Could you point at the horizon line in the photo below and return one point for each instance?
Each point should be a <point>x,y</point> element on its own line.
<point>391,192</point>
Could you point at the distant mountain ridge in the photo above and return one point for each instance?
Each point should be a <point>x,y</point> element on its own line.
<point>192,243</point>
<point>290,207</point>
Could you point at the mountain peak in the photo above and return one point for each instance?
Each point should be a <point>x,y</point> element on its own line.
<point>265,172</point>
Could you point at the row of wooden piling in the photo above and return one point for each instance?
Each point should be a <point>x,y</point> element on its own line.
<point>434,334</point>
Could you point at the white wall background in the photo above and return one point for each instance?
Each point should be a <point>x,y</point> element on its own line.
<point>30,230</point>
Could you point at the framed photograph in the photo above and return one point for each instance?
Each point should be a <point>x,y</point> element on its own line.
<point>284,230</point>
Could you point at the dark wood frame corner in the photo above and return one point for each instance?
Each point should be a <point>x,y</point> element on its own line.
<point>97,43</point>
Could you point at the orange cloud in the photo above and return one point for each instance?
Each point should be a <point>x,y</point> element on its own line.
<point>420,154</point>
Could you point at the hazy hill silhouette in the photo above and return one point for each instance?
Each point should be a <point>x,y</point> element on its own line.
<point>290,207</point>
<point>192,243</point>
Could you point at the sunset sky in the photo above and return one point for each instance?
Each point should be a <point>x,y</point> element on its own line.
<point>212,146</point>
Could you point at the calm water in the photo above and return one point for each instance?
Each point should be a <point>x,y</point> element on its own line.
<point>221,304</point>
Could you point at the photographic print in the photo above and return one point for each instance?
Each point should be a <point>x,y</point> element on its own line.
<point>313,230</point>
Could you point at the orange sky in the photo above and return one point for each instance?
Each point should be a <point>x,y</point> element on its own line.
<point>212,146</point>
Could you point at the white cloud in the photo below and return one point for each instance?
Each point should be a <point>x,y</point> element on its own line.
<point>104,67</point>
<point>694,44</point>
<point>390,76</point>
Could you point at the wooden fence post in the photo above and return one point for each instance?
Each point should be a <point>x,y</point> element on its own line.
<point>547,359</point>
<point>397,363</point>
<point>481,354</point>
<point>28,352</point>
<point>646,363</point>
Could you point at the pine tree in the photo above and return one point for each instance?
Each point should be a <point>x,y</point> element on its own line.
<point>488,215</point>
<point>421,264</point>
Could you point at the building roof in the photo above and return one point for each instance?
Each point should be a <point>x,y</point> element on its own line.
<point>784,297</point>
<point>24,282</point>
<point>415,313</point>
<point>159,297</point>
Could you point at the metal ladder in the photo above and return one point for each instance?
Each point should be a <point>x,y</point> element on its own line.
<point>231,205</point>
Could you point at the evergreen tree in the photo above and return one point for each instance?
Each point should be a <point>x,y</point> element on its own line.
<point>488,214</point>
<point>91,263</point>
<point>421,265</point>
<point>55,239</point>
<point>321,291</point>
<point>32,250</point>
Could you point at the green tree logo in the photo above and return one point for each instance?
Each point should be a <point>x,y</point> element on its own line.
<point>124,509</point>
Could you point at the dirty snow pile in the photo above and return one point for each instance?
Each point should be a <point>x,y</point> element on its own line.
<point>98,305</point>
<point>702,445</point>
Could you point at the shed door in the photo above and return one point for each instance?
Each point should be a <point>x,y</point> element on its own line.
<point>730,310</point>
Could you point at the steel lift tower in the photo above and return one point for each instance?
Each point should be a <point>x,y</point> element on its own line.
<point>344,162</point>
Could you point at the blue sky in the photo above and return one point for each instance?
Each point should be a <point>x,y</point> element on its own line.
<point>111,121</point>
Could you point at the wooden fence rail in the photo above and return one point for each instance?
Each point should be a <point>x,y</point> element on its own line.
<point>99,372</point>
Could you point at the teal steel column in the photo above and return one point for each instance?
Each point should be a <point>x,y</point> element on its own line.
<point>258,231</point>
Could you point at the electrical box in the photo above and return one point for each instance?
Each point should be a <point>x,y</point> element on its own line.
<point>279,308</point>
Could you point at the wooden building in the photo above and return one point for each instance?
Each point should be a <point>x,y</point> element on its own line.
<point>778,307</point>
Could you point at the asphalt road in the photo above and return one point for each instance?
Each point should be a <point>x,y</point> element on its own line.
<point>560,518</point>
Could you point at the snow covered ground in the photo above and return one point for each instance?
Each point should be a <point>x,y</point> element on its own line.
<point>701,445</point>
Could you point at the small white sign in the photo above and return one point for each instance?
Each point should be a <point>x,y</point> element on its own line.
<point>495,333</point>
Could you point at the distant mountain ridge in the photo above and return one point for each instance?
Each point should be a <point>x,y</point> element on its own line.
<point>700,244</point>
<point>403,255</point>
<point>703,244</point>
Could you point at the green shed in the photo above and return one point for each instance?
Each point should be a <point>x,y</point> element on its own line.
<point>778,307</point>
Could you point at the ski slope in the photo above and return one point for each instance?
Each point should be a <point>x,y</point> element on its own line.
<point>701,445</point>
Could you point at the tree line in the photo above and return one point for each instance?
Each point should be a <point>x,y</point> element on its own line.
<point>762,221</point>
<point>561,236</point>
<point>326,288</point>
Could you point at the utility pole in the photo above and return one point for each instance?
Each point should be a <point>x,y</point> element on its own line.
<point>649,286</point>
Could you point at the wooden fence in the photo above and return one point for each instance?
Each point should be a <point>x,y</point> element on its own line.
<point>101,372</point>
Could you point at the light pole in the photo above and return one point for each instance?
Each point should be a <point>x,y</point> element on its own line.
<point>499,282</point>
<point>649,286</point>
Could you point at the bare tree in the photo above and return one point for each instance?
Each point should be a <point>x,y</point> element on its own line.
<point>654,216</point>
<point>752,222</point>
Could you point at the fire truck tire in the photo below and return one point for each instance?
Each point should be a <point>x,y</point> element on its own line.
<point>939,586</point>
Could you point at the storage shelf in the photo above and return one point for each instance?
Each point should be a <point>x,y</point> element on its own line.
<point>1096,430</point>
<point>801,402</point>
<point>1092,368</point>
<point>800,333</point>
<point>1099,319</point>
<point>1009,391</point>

◇ ◇ ◇

(WRITTEN TASK)
Reproduce every one of the records above, substituting "on a separate line" for each occurrence of "on its own line" and keeping everything else identical.

(TASK SOLUTION)
Could you point at the horizon line in the photo below and return one point for each instance?
Each point should be a <point>x,y</point> element on a separate line.
<point>391,192</point>
Could you point at the distant mountain ridge in the photo above and return one point for each instance?
Each point should be a <point>x,y</point> element on a separate line.
<point>192,243</point>
<point>290,207</point>
Could you point at the mountain peak in the photo above and return one point for each instance?
Each point should be a <point>x,y</point> element on a separate line.
<point>265,172</point>
Could you point at the row of wooden piling in the photo above and return one point for each instance?
Each point should be a <point>x,y</point> element on a separate line.
<point>434,334</point>
Could you point at the white wall background in the photo above and return one point for each instance?
Each point should be a <point>x,y</point> element on a separate line.
<point>30,230</point>
Could you point at the framed photograph in the photo above and return one point for each instance?
Each point should be a <point>x,y</point> element on a separate line.
<point>284,230</point>
Could you point at the dark wood frame corner in the photo above and return one point for each instance?
Each point should be a <point>x,y</point> element on a separate line.
<point>97,43</point>
Could you point at the orange cloud in the photo above and return one point for each instance?
Each point should be a <point>x,y</point> element on a separate line.
<point>420,154</point>
Could you point at the hazy hill silhouette in the photo above and return one point for each instance?
Each point should be a <point>x,y</point> element on a separate line.
<point>290,207</point>
<point>192,243</point>
Could you point at the sunset sky in the photo above and return one point for each instance?
Each point should be a <point>x,y</point> element on a separate line.
<point>212,146</point>
Could you point at the calm water in the photo above and return one point for each instance?
Each point should be a <point>x,y</point> element on a separate line.
<point>221,304</point>
Could you point at the photographic print in the photo above and return one point for each instance?
Each point should be a <point>x,y</point> element on a separate line.
<point>313,230</point>
Could you point at the orange sky in the photo above and return one point for each instance?
Each point should be a <point>x,y</point> element on a separate line.
<point>212,146</point>
Could you point at the white cloud in the photo below and return one point for each instance?
Each point should be a <point>x,y</point> element on a separate line.
<point>104,67</point>
<point>694,44</point>
<point>390,76</point>
Could you point at the wooden fence post in the photo above and return one point for each instance?
Each point should be a <point>x,y</point> element on a separate line.
<point>547,359</point>
<point>397,363</point>
<point>481,354</point>
<point>28,352</point>
<point>646,363</point>
Could you point at the pine tree in the photo above and return one point for each instance?
Each point should be a <point>x,y</point> element on a separate line.
<point>488,215</point>
<point>421,264</point>
Could you point at the building roof in the photo above and return one point for each instance?
Each point should be a <point>x,y</point> element on a separate line.
<point>784,297</point>
<point>24,282</point>
<point>415,313</point>
<point>159,297</point>
Could you point at the metal ladder in the photo above and return one point for each instance?
Each point should be a <point>x,y</point> element on a separate line.
<point>231,205</point>
Could you point at the evergreen tree in the photo above and return one point for each instance?
Each point should be a <point>x,y</point> element on a separate line.
<point>488,214</point>
<point>91,263</point>
<point>421,265</point>
<point>55,239</point>
<point>321,291</point>
<point>32,250</point>
Could you point at the green tree logo in the photo above and return one point for each instance?
Each point should be a <point>x,y</point> element on a separate line.
<point>124,509</point>
Could you point at the dirty snow pile in the photo above and return one point for each instance?
Each point should be a <point>x,y</point> element on a separate line.
<point>98,305</point>
<point>702,445</point>
Could you point at the shed door in the photo above and return one point for each instance?
Each point should be a <point>x,y</point> element on a separate line.
<point>730,310</point>
Could you point at the steel lift tower in the photo above and return one point for each instance?
Each point should be a <point>x,y</point> element on a separate line.
<point>344,162</point>
Could you point at the blue sky in the photo above and return one point for each instance?
Each point should be a <point>x,y</point> element on a separate line.
<point>111,121</point>
Could you point at the wooden fence rail in the photo above and return one point for each instance?
Each point should be a <point>x,y</point> element on a separate line.
<point>99,372</point>
Could you point at the teal steel column in the photo above and return one point for each instance?
Each point should be a <point>x,y</point> element on a separate line.
<point>258,231</point>
Could you point at the electrical box in the photo above and return one point for each instance?
Each point should be a <point>x,y</point> element on a separate line.
<point>279,308</point>
Could you point at the wooden building in the photo above and return one point for each instance?
Each point should be a <point>x,y</point> element on a separate line.
<point>778,307</point>
Could you point at the asphalt road in the photo above and return one point for each instance?
Each point should be a <point>x,y</point> element on a separate line.
<point>560,518</point>
Could you point at the snow covered ground in the photo above and return one point for each instance?
Each point should be a <point>x,y</point> element on a separate line.
<point>701,445</point>
Could you point at the small white sign in the photo above and return one point for each instance?
Each point should be a <point>x,y</point> element on a separate line.
<point>495,333</point>
Could you point at the distant mountain ridge in the photo above and return one point for each instance?
Each point should be a <point>x,y</point> element on a separate line.
<point>700,244</point>
<point>403,255</point>
<point>703,244</point>
Could you point at the green shed in the photo above and return one point for each instance?
Each point should be a <point>x,y</point> element on a separate line.
<point>778,307</point>
Could you point at the ski slope in the photo above and return one point for each instance?
Each point should be a <point>x,y</point> element on a separate line.
<point>701,445</point>
Could you point at the tree line in the photo above and return one point for each instance?
Each point should be a <point>x,y</point> element on a separate line.
<point>762,221</point>
<point>561,236</point>
<point>326,288</point>
Could you point at the utility pole in the photo above and return one point for each instance?
Each point should be a <point>x,y</point> element on a separate line.
<point>649,286</point>
Could you point at the wooden fence in the photo above and return one point for each instance?
Each point should be a <point>x,y</point> element on a separate line.
<point>101,372</point>
Could you point at the light pole in the photo above and return one point for each instance?
Each point should be a <point>x,y</point> element on a separate line.
<point>499,282</point>
<point>649,286</point>
Could you point at the bare tree in the photo above and return one point for each instance?
Each point should be a <point>x,y</point> element on a separate line.
<point>654,216</point>
<point>752,222</point>
Could you point at the fire truck tire in the photo below and return one point for each instance?
Each point should be a <point>x,y</point> element on a separate line.
<point>939,586</point>
Could you point at the storage shelf in the photo above and return one point for each instance?
Each point should be a <point>x,y</point> element on a separate line.
<point>1096,430</point>
<point>801,402</point>
<point>1092,368</point>
<point>800,333</point>
<point>1099,319</point>
<point>1009,391</point>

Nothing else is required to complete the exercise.